Task data start

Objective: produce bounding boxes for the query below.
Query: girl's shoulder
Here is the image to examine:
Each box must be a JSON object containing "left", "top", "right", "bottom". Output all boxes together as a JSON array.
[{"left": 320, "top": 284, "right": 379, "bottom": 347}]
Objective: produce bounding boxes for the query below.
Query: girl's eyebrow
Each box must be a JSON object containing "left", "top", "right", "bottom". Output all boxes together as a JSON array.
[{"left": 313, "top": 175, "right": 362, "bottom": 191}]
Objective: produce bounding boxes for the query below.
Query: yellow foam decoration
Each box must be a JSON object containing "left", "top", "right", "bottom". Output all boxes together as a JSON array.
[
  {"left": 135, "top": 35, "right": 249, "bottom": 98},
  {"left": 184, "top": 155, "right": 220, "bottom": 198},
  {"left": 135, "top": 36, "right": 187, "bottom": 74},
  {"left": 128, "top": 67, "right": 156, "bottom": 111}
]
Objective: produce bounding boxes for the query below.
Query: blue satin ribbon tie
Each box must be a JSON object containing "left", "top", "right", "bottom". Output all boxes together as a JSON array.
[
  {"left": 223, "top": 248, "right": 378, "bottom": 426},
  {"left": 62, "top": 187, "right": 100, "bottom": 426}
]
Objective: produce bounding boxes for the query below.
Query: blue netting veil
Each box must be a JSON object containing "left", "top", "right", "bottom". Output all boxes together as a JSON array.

Task data end

Please copy the entire listing above word for word.

| Answer for the task |
Objective: produce bounding boxes for the query below.
Query: girl's shoulder
Here is the image to examine:
Each box must be a JSON object containing "left", "top", "right", "bottom". Output all boxes together as a JSON array.
[{"left": 320, "top": 284, "right": 379, "bottom": 347}]
Objective: produce bounding boxes for the query below.
Query: girl's eyebrow
Each box must be a JSON object containing "left", "top", "right", "bottom". Output all boxes together as a JSON array.
[{"left": 313, "top": 175, "right": 362, "bottom": 191}]
Objective: produce bounding boxes for the query below.
Query: yellow foam decoration
Each box must be a JSON object containing "left", "top", "right", "bottom". Output all boxes together as a JSON array.
[
  {"left": 135, "top": 35, "right": 249, "bottom": 98},
  {"left": 184, "top": 155, "right": 220, "bottom": 198},
  {"left": 135, "top": 36, "right": 187, "bottom": 74},
  {"left": 128, "top": 67, "right": 156, "bottom": 111}
]
Objective: produce bounding boxes for the query below.
Query: blue satin ribbon tie
Each box must be a JSON object containing "left", "top", "right", "bottom". Output all boxes together as a JSON array.
[
  {"left": 223, "top": 248, "right": 378, "bottom": 426},
  {"left": 62, "top": 187, "right": 100, "bottom": 426}
]
Objective: produce bounding boxes for the query below.
Query: blue netting veil
Each box must be a JSON object containing "left", "top", "right", "bottom". Output all boxes together as a JSON array.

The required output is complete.